→ **EXERCISE TASK**:
Begin with the line containing "Objective — locate the small window in the" and copy each line exactly through the last line of the entries, inclusive.

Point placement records
═══

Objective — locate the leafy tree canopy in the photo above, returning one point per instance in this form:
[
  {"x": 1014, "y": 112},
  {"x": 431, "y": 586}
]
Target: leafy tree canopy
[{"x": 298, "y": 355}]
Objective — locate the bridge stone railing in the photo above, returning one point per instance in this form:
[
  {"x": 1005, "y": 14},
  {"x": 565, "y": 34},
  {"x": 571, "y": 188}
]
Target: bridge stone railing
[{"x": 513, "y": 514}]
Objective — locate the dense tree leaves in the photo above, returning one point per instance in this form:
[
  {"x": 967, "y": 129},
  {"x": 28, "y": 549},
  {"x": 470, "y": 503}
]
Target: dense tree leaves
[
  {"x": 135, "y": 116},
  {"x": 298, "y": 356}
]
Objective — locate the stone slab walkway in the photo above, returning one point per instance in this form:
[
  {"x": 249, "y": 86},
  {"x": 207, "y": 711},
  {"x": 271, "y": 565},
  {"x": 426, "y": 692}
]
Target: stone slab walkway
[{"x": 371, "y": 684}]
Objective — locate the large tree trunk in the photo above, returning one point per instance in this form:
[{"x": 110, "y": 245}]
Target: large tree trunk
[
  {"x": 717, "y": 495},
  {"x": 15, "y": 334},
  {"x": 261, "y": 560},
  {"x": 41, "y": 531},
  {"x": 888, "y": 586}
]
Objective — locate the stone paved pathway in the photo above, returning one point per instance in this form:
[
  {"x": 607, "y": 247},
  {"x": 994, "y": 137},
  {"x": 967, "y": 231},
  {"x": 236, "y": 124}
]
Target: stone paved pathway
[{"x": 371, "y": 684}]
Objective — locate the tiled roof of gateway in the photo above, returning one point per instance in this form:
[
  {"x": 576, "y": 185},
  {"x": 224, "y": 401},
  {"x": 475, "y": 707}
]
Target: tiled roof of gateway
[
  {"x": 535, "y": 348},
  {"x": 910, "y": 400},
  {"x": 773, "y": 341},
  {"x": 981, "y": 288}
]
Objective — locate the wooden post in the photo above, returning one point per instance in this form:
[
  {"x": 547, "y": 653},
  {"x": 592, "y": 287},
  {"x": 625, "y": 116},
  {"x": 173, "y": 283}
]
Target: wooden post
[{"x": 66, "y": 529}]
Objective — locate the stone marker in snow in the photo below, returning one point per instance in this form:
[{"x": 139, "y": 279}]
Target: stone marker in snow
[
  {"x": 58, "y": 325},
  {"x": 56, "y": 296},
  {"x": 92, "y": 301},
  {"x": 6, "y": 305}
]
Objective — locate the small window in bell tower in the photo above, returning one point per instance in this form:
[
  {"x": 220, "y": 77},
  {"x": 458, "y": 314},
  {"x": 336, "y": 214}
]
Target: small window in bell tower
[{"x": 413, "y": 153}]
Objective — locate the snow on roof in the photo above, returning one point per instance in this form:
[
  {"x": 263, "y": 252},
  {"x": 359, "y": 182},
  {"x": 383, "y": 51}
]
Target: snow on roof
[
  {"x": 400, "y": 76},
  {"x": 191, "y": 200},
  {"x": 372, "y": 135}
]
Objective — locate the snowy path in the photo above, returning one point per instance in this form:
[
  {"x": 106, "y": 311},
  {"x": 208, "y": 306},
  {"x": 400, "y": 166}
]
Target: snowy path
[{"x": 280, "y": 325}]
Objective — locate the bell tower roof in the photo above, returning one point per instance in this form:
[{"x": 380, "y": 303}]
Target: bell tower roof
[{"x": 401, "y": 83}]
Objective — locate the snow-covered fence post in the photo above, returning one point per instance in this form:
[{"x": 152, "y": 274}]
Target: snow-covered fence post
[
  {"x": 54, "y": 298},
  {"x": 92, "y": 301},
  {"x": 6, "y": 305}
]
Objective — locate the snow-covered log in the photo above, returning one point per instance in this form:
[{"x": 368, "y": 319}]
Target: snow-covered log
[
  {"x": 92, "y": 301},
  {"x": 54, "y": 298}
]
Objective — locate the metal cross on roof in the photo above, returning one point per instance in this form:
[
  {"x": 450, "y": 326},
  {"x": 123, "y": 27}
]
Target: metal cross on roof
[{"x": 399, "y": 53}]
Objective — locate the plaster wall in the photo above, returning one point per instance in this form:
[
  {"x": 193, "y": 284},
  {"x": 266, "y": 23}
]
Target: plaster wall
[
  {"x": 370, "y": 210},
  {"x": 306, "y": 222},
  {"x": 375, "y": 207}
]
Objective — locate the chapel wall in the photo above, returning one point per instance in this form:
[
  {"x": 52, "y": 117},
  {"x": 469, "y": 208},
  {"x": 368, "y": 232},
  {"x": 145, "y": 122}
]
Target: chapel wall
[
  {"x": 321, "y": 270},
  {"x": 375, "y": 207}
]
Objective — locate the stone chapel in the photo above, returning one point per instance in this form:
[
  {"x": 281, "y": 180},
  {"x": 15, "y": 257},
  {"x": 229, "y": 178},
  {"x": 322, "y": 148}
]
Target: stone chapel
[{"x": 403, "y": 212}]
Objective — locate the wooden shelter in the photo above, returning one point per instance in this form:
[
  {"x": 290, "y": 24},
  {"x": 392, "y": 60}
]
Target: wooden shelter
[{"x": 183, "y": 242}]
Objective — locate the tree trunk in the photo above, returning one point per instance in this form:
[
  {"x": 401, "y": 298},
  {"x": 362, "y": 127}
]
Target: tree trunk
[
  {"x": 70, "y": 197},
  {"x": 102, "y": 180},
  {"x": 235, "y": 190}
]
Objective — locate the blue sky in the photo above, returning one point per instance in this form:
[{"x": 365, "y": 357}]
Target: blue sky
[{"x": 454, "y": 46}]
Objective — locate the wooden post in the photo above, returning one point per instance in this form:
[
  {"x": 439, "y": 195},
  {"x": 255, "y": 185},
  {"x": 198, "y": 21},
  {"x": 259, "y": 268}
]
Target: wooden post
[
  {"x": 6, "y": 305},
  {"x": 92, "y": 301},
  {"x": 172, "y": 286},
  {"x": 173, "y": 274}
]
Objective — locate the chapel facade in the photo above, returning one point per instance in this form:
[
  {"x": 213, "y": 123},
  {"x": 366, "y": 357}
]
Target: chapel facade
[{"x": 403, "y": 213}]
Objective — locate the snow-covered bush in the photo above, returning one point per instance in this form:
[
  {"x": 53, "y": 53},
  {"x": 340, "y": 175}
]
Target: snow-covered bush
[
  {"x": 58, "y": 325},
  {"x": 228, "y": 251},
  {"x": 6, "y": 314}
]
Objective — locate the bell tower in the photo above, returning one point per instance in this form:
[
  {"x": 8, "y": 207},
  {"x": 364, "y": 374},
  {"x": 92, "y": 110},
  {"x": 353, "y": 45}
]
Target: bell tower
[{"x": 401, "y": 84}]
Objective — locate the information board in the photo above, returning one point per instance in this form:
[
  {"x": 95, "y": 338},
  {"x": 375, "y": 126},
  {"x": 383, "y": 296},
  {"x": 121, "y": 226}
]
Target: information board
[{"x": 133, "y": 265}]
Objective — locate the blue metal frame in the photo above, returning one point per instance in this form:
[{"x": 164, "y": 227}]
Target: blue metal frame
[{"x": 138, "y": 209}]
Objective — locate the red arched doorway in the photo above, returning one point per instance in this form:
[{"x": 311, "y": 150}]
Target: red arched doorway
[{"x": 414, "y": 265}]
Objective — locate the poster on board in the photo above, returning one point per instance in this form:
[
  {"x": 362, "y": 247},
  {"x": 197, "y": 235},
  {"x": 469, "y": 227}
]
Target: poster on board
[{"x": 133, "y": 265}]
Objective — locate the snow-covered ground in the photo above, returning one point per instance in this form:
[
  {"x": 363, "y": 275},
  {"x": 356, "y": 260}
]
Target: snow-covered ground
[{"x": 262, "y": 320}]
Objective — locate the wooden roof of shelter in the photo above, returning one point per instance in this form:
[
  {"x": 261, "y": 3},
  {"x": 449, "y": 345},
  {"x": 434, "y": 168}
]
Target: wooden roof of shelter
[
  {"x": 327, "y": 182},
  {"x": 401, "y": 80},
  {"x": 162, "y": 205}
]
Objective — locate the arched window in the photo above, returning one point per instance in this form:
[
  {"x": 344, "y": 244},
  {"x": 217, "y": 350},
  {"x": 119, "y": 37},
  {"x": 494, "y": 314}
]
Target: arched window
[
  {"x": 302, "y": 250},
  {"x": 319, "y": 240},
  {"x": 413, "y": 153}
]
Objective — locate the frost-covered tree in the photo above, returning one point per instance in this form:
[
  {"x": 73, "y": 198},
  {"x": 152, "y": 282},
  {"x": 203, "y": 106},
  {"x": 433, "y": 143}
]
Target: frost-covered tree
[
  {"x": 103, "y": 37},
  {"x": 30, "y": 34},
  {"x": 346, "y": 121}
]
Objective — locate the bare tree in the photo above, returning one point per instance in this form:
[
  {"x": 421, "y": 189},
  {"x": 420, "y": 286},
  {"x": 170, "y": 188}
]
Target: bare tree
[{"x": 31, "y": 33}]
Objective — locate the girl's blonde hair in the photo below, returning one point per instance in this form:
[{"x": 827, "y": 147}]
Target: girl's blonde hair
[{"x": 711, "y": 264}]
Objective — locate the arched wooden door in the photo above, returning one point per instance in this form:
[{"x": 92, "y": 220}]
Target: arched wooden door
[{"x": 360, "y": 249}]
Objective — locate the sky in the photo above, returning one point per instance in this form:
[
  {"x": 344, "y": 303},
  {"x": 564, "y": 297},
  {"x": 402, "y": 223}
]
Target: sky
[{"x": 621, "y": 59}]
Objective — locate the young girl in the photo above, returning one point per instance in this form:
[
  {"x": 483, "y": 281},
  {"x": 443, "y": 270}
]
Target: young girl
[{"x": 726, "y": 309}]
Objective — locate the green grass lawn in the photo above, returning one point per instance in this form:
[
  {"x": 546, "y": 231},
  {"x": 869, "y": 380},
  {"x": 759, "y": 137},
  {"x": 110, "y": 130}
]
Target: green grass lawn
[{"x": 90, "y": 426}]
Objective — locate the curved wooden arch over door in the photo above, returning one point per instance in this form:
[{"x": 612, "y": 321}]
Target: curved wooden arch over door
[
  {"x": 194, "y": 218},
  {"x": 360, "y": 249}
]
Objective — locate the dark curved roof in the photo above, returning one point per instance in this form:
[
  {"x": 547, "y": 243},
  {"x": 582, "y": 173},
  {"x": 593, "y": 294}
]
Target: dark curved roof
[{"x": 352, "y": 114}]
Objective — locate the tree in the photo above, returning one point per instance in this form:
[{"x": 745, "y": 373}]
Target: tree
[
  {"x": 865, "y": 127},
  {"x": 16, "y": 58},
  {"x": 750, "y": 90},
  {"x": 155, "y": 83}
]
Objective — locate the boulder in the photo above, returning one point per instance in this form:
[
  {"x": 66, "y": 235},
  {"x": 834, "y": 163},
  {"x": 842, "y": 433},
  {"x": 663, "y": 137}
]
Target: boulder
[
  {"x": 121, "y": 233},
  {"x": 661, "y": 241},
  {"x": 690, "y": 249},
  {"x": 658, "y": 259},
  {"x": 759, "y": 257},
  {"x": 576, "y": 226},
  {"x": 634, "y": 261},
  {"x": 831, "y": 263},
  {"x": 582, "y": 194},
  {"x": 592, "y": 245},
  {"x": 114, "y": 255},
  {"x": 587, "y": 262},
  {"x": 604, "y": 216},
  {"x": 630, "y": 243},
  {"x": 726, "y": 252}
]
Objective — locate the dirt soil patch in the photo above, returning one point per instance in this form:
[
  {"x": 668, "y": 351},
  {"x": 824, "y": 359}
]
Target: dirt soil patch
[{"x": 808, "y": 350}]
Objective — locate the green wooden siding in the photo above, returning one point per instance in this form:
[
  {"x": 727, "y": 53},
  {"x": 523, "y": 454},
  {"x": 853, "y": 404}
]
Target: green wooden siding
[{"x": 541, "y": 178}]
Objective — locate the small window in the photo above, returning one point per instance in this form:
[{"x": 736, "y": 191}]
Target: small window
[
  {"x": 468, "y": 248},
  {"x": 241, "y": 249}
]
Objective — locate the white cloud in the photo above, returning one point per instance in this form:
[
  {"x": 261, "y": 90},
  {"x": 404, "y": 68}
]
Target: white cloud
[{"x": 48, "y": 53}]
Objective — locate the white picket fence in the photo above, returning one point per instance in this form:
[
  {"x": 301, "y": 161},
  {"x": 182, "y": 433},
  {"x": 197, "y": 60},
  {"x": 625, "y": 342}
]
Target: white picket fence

═══

→ **ANSWER FOR THIS EXERCISE**:
Objective — locate the small window in the photo above, returning one point per instance in this form:
[{"x": 736, "y": 191}]
Target: small window
[
  {"x": 468, "y": 248},
  {"x": 241, "y": 249}
]
Objective — locate the white cloud in the photo above, returning one point per instance in this form:
[
  {"x": 261, "y": 90},
  {"x": 404, "y": 68}
]
Target: white cloud
[{"x": 48, "y": 53}]
Objective — locate the white picket fence in the photo above, returning one point per instance in this form:
[
  {"x": 301, "y": 161},
  {"x": 182, "y": 433},
  {"x": 197, "y": 60},
  {"x": 625, "y": 342}
]
Target: white picket fence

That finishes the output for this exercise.